## Start Provided text
In concert, the demand for commodities from China is growing at a breakneck pace, and because China is driven by demographics, that demand will only increase as time goes on. 

In light of this major supply / demand imbalance, prices can only go in one direction - up.

Due to a diverse portfolio of mining and petroleum interests, BHP Billiton is perfectly positioned to prosper from the inevitable ongoing boom.

In June 2003, 6.9% of BHP’s output went to China. By December 2004, that had risen to 10.2%. _


----------



## The Barbarian Investor (17 March 2005)

*Re: CHINA*

BHP to 6 months


----------



## The Barbarian Investor (29 September 2005)

*Re: CHINA*

Interesting reviewing some of everyone's earlier posts..mine included..


----------



## el_ninj0 (29 September 2005)

*Re: CHINA*



			
				The Barbarian Investor said:
			
		

> Interesting reviewing some of everyone's earlier posts..mine included..




Defintely, especially techs comment of a steel glut was interesting to note, and Mofra's comment about MGX, they did well today by the way(sorry, couldn't help myself    ).


----------



## Yippyio (30 September 2005)

*Re: CHINA*

Iron Ore Producers are the primary benefactors of demand created by the two emerging super powers, China & India.  Australian resources stock best positioned are BHP, RIO, PMM, FMG & MGX.

Australian Steel producers are going to have a very tough time. All the raw materials that are currently being exported are for off shore Steel producers in Asia, our guys can not even come close to competing, BHP was aware of this some time ago hence spinning their steel making assets off into BSL. BSL are trying to be proactive about this by building infrastructure in China but will still be competing heavily.

The Iron Ore companies hold all the cards and Australian Iron ore is trading at 40% discount to Brazillian Iron Ore, this will hopefully be addressed at the next round of negotiations, which are going to set the price for all post April 2006 deliveries. UBS are spruiking a 10% increase whilst Mac Bank are spruiking a 17% increase.
## End Provided text
## Start Entries
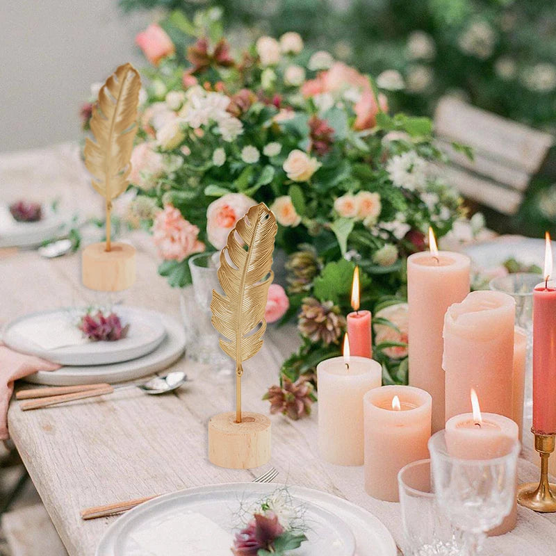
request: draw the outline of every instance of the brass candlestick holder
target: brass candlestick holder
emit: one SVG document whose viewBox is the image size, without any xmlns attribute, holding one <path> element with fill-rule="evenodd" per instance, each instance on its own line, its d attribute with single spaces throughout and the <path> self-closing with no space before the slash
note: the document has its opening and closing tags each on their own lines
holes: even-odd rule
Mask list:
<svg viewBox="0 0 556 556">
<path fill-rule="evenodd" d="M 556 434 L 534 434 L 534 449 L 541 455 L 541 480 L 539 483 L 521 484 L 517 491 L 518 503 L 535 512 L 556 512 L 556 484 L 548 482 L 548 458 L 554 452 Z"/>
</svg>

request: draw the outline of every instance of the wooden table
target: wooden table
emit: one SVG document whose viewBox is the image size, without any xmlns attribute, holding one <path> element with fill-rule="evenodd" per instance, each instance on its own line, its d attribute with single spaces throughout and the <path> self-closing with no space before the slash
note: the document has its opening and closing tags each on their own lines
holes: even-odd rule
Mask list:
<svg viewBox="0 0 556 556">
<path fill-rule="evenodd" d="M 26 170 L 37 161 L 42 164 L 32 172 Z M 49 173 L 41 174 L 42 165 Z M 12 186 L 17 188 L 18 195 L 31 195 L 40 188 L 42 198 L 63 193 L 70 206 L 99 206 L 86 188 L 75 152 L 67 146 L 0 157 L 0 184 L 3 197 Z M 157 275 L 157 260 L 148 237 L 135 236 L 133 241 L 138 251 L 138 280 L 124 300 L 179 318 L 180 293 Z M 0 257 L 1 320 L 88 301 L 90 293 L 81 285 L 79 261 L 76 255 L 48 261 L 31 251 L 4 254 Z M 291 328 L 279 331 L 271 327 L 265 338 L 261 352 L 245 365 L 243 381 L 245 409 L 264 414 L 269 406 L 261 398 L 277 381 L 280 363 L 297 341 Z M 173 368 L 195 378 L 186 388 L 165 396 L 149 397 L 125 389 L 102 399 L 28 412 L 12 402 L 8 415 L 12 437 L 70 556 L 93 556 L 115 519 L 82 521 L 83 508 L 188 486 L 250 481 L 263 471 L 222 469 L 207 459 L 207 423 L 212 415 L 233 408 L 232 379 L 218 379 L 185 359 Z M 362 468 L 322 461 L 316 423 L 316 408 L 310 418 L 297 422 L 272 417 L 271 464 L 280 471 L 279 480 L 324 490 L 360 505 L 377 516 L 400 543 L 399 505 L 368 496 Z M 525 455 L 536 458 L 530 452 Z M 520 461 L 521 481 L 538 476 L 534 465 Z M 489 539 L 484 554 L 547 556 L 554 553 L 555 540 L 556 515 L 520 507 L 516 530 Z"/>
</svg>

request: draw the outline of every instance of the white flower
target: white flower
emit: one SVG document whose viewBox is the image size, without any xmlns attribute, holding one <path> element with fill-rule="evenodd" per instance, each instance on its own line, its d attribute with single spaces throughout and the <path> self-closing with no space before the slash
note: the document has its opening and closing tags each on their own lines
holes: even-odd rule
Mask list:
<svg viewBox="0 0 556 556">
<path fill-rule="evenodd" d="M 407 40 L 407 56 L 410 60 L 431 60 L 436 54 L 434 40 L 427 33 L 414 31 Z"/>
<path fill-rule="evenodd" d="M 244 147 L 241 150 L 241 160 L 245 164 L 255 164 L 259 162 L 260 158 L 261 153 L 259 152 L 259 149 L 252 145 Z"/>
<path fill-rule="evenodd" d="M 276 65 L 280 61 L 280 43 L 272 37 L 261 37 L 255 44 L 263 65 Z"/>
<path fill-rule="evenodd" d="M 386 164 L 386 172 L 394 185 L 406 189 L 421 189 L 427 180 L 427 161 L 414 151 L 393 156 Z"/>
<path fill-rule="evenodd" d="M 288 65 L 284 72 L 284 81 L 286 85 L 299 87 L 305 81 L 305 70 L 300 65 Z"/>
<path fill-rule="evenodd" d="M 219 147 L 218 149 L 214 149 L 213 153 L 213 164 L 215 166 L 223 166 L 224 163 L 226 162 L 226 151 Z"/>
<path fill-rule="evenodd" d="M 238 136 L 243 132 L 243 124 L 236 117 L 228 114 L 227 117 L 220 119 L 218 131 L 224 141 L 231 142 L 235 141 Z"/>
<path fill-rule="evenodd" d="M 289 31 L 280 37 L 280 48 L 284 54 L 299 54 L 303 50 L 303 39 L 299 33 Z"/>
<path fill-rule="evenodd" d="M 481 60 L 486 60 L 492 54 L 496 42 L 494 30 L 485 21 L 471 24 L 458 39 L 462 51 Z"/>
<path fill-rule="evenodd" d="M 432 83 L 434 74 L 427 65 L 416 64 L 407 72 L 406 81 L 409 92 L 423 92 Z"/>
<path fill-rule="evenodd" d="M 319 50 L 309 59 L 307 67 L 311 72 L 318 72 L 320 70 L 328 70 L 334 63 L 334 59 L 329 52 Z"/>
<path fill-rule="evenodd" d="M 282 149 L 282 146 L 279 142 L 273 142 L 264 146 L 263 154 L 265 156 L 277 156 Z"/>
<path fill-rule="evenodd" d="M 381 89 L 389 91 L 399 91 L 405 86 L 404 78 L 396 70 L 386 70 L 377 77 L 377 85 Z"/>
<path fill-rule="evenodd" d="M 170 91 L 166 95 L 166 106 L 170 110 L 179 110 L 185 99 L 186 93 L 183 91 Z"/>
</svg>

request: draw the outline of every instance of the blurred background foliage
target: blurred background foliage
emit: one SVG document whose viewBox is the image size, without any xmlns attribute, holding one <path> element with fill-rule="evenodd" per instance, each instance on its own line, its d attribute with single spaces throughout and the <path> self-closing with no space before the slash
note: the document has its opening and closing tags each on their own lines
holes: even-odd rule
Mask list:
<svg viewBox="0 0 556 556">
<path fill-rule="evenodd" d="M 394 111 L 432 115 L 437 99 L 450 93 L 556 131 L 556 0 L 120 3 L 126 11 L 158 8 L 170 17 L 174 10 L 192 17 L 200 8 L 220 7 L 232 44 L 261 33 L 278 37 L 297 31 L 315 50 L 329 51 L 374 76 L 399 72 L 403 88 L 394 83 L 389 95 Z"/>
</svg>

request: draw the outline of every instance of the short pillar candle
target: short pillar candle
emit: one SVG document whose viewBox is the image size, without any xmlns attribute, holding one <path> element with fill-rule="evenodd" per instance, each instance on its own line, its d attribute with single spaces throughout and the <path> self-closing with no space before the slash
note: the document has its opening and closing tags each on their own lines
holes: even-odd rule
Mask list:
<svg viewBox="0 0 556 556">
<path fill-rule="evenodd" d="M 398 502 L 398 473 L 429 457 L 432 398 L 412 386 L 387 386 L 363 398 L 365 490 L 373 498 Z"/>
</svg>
## End Entries
◆ **Jobs**:
A. In the China commodities thread, rewrite the part that opens with the words containing "Due to a diverse" and closes with "(17 March 2005)", using "thrive" in place of "prosper".
B. According to the China commodities thread, what share of BHP's output went to China by December 2004?
C. Extend the forum thread on China and commodities, picking up after its final sentence.
The region outline entries have nothing to do with what is asked here.

◆ **Outputs for the tasks**:
A.
Due to a diverse portfolio of mining and petroleum interests, BHP Billiton is perfectly positioned to thrive from the inevitable ongoing boom.

In June 2003, 6.9% of BHP’s output went to China. By December 2004, that had risen to 10.2%. _


----------



## The Barbarian Investor (17 March 2005)

B. 10.2%

C.
----------



## tech/a (30 September 2005)

*Re: CHINA*

Re Steel.

Still the same,infact suppliers have been full of stock and trying to sell billets
at below normal pricing.
This glut I feel has been over production in expectation of China and increased domestic orders.
Both havent been forth coming.


----------



## Yippyio (14 October 2005)

*Re: CHINA*

Does anyone have any idea of the percentage of China's GDP that trade with America would account for.


----------



## johnno261 (14 October 2005)

*Re: CHINA*



			
				The Barbarian Investor said:
			
		

> CHINA-
> 
> If I believe CHINA still has a lot of strength left in it and the year of the rooster will be a great year for China’s growth and the resource companies that supply that growth..
> 
> ...




Look at the above stocks and ask yourself,"where am I going to get the greatest return from"? I believe MGX which is not on your list will give you a 100% return over the next 6-12 months. You won't get returns like that with any of the above. I do agree though that BHP is a def. buy at current levels.I bought some more today myself under $20.I expect atleast $6 p/s on BHP by the end of the Fin. year going on todays price P/S.


----------



## The Barbarian Investor (2 November 2006)

*Re: CHINA*

*Bump*

I wound up buying MGX and ZFX back then amongst a few others....sold them later on though to purchase another Property that has risen $110k over the last 12 Months and prior to setting up a LOC, where I now realise I could had the best of both worlds by using that as a deposit and keping my shares

Interesting to look back though


----------



## Wysiwyg (14 February 2008)

*Re: CHINA*



Yippyio said:


> *30th-September-2005 09:09 AM*
> 
> Iron Ore Producers are the primary benefactors of demand created by the two emerging super powers, China & India.  Australian resources stock best positioned are *BHP*, *RIO*, PMM, *FMG* & MGX.
> 
> ...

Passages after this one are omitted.